## Instruction
Repeat the records verbatim from the line holding "the tree line" to the line holding "[53,162,267,219]", both lines included. Omit any pictures in that span.

## Excerpted records
-----

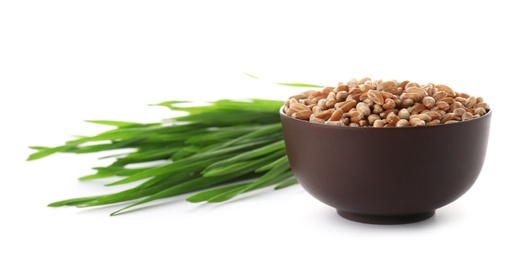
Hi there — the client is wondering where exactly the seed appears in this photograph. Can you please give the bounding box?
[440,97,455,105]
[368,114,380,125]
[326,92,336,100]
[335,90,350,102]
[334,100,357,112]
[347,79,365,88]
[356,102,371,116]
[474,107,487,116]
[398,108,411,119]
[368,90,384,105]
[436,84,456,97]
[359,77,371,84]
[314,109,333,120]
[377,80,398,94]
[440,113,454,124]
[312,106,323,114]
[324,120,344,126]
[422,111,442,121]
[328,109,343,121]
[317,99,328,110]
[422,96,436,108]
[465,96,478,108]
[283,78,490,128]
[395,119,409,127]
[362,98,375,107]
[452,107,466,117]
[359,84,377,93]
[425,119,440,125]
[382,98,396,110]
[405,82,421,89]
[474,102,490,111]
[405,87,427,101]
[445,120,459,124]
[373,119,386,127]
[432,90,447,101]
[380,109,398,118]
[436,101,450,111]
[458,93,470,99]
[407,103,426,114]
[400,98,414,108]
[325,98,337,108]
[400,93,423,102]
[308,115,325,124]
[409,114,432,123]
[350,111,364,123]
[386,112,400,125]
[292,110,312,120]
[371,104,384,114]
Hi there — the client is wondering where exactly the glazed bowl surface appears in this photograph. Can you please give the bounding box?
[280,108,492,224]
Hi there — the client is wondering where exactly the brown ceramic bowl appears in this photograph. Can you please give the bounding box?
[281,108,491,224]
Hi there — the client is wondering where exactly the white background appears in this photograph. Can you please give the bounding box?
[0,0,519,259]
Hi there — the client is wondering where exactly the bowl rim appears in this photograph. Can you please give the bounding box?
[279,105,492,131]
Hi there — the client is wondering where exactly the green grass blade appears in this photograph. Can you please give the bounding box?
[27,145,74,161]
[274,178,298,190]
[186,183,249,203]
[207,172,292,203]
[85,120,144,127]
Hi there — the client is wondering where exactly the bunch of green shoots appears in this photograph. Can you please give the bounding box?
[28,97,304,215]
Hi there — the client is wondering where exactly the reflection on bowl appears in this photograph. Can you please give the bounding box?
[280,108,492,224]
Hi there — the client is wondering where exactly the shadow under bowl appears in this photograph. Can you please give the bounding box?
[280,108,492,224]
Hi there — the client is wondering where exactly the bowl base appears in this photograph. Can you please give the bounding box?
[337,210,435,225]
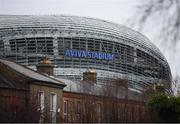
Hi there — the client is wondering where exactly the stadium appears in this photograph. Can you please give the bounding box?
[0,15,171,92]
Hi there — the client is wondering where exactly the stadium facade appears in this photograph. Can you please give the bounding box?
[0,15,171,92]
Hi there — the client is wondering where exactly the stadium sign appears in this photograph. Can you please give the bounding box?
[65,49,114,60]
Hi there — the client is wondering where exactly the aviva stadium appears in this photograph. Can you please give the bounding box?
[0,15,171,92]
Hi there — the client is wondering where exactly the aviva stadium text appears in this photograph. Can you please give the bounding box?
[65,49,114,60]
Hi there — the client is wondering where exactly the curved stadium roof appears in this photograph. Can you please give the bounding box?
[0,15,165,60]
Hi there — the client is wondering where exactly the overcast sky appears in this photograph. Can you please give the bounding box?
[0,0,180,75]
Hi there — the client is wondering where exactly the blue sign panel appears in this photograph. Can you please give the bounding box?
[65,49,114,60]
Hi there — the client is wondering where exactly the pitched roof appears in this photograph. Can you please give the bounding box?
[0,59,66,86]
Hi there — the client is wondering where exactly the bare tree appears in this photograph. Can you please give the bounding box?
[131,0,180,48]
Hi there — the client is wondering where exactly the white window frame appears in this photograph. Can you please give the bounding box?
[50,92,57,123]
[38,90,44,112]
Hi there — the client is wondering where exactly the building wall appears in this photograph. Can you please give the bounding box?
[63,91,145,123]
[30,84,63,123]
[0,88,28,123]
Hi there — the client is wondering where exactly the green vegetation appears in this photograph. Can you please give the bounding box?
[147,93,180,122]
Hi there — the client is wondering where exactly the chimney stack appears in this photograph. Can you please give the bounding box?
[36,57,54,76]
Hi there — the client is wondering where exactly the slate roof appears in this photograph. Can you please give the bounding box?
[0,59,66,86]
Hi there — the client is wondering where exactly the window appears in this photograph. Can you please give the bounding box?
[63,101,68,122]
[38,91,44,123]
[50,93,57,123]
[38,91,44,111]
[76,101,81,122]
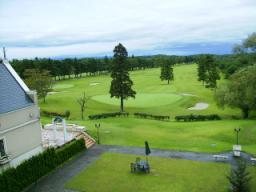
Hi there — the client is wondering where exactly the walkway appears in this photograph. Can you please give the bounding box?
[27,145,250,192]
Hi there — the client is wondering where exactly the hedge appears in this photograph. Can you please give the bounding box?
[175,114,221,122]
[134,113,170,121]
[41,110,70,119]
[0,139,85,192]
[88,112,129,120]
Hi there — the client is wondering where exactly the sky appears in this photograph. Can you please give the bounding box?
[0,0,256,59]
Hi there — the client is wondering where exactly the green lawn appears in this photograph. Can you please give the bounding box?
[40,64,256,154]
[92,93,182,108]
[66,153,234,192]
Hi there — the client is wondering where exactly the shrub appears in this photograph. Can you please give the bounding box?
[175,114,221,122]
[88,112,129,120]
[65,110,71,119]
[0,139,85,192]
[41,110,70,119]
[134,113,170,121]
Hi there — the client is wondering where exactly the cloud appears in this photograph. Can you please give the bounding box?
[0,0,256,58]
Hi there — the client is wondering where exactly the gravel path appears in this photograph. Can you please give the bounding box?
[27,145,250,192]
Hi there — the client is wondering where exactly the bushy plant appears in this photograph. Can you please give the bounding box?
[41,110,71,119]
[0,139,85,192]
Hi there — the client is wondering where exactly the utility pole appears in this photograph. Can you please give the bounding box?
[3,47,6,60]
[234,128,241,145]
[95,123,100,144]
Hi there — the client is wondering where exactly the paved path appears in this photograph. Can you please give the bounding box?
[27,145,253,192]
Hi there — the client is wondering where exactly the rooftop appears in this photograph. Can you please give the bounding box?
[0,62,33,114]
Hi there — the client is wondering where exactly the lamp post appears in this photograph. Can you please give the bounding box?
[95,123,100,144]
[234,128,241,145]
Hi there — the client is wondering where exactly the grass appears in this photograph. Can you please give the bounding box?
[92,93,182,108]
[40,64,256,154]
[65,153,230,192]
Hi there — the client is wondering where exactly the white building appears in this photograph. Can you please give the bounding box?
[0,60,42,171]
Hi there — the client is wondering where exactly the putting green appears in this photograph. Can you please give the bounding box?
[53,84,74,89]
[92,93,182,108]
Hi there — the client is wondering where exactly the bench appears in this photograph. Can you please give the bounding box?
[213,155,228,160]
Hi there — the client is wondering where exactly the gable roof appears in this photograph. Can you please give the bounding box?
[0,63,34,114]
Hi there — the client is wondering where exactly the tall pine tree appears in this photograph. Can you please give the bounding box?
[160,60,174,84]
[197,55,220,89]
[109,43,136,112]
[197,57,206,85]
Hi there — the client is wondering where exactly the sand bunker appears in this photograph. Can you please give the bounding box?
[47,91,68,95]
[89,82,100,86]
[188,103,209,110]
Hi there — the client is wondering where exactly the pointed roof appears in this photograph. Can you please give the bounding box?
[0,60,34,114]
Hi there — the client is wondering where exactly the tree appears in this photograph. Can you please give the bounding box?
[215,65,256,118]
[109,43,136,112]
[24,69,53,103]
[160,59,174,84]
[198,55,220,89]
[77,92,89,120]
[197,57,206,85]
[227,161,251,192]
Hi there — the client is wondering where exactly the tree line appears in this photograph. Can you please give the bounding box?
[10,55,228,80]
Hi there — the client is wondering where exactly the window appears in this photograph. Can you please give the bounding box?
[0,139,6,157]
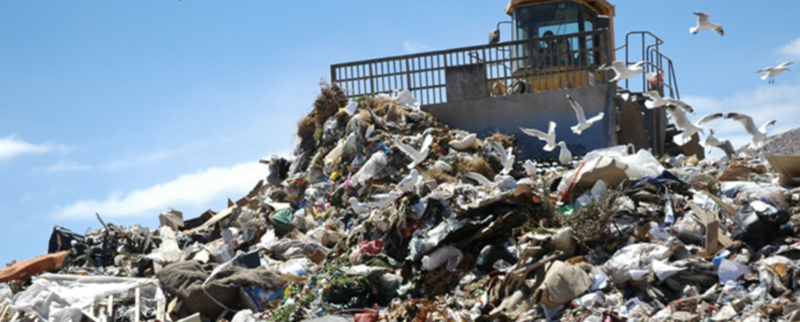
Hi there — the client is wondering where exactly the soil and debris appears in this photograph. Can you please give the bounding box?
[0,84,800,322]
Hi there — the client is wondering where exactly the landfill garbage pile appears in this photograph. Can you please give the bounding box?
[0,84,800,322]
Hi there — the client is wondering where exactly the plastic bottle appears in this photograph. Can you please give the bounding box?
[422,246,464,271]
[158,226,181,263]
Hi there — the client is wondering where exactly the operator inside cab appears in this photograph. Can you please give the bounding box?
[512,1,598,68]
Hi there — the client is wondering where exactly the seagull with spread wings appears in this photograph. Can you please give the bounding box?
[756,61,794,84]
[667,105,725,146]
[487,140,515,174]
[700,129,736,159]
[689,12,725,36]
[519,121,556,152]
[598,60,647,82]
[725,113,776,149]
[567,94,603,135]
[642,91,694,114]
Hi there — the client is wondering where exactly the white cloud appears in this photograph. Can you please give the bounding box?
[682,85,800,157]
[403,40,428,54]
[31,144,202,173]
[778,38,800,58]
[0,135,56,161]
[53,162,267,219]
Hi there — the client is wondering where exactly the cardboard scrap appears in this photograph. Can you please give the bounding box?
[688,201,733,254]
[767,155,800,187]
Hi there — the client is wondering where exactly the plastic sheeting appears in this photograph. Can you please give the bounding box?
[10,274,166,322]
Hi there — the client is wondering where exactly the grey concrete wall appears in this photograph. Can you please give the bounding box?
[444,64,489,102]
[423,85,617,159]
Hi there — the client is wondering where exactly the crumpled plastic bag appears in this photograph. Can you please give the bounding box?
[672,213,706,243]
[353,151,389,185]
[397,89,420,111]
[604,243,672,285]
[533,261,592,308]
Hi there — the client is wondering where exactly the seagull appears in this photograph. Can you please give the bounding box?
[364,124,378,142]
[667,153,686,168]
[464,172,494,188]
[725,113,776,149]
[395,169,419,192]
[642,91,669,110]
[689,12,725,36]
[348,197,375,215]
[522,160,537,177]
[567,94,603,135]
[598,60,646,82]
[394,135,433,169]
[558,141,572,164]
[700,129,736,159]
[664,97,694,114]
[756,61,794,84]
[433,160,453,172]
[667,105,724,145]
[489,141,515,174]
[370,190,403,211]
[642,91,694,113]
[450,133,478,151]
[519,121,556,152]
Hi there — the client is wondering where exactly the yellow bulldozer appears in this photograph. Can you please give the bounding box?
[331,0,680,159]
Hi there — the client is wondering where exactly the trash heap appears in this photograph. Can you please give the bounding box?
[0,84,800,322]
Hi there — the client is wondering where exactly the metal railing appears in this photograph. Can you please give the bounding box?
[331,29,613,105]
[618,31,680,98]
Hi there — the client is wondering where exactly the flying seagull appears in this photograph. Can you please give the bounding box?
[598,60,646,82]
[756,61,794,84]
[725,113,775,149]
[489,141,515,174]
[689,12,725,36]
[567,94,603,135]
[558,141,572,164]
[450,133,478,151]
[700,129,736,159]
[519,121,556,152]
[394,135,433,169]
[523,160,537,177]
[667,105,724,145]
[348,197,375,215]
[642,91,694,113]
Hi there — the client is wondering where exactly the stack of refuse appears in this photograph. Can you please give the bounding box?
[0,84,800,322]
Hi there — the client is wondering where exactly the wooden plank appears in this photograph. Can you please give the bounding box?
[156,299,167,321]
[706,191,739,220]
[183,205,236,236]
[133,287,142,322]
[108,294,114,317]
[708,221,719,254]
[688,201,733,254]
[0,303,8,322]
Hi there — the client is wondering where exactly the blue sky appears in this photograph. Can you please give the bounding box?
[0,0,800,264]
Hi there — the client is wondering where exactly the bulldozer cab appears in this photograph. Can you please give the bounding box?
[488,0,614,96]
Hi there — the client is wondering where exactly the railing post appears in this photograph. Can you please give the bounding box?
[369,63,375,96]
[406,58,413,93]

-----

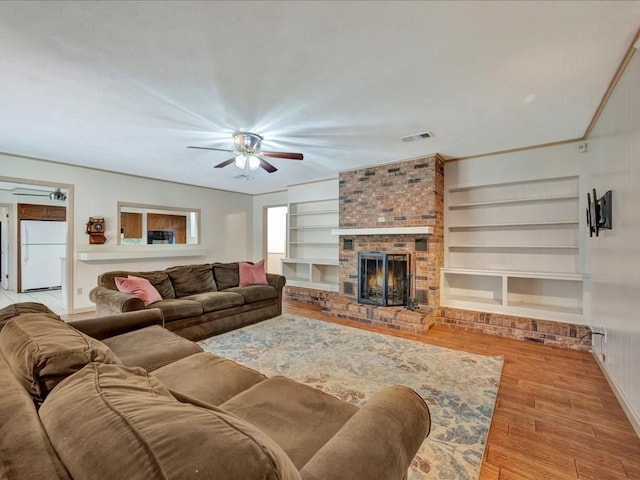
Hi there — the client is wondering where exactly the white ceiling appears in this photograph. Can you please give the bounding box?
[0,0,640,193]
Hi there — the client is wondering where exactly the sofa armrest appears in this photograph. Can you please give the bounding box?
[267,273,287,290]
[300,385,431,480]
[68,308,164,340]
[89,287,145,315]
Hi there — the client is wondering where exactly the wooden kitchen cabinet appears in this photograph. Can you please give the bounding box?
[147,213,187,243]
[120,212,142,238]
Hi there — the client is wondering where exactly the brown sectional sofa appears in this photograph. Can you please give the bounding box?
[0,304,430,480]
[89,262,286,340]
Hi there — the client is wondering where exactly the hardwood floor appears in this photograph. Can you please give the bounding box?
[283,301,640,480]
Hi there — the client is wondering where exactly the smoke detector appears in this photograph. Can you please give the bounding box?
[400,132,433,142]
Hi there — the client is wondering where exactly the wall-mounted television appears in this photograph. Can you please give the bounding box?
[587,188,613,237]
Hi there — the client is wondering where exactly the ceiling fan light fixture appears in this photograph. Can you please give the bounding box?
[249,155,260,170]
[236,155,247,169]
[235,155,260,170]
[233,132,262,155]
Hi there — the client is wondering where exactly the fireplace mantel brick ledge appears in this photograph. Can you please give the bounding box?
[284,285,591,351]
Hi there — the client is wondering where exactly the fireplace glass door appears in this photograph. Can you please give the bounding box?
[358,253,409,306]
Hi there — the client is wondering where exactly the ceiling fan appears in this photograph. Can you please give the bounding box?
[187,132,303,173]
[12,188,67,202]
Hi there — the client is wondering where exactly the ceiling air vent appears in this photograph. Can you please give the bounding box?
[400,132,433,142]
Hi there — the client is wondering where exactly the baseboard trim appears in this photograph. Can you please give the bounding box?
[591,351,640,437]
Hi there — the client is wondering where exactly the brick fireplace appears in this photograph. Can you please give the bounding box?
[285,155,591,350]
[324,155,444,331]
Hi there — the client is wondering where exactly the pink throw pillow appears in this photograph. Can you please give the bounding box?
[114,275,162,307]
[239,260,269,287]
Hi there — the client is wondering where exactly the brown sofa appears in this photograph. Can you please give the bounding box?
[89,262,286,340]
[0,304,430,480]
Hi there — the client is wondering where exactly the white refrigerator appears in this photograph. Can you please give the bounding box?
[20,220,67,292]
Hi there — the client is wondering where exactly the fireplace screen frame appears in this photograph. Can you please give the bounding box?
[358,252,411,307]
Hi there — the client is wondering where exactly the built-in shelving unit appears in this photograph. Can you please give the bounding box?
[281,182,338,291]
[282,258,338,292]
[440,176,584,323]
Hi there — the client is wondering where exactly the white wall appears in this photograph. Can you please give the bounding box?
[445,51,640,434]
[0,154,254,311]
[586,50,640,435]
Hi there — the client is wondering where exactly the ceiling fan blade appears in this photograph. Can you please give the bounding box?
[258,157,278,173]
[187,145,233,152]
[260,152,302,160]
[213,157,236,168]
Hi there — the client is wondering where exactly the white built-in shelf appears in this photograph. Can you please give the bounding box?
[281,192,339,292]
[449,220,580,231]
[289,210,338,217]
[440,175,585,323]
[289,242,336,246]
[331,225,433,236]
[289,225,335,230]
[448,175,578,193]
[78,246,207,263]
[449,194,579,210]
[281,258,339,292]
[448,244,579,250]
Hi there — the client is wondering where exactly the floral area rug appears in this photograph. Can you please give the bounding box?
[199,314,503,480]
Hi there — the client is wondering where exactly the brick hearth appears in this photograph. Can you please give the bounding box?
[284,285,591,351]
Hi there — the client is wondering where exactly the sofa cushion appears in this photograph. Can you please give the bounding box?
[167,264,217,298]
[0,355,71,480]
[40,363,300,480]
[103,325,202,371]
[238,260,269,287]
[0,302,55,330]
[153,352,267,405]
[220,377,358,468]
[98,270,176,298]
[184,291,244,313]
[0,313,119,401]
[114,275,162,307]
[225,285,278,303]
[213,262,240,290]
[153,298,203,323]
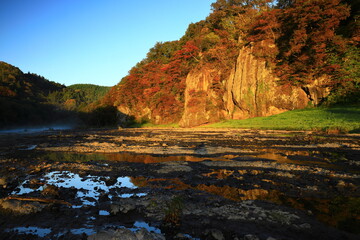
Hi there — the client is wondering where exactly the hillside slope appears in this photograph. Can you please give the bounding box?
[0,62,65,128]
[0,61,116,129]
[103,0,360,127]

-----

## Reply to the exercise
Hi there — the client is wondering where exactly the tree line appears in this photograph. Can you please give the bounding box?
[10,55,228,80]
Hi there — the client is wondering where exactly the window appears in this photograph. Can you please give the bounding box?
[0,139,6,157]
Hi there — the client is wondering where exactly the soil and debris appears in this photograph. Can you please give the bounding box?
[0,84,800,322]
Hi there — the client is wondering where exactly the landfill garbage pile appears in this photograph. Can you please give the bounding box?
[0,84,800,322]
Hi there — the client is wondering where exactly the plastic bottle appears in this photograph. Can you please give the bounding box?
[422,246,464,271]
[158,226,181,263]
Hi there — the client is wondering where exactly the operator inside cab appears in this photograph. Can you please give the bounding box?
[512,1,598,68]
Hi there — the client is wondering where exactly the seagull with spread wings appears in this photograph. Can you please give the bounding box?
[756,61,794,84]
[667,105,725,146]
[487,140,515,174]
[700,129,736,159]
[689,12,725,36]
[519,121,556,152]
[598,60,647,82]
[725,113,776,149]
[567,94,603,135]
[642,91,694,114]
Hi there — the client is wondering where exactly the white cloud appears in this photograph. Can you please give the bounding box?
[682,85,800,157]
[403,40,428,54]
[31,144,202,173]
[778,38,800,58]
[0,135,56,161]
[53,162,267,219]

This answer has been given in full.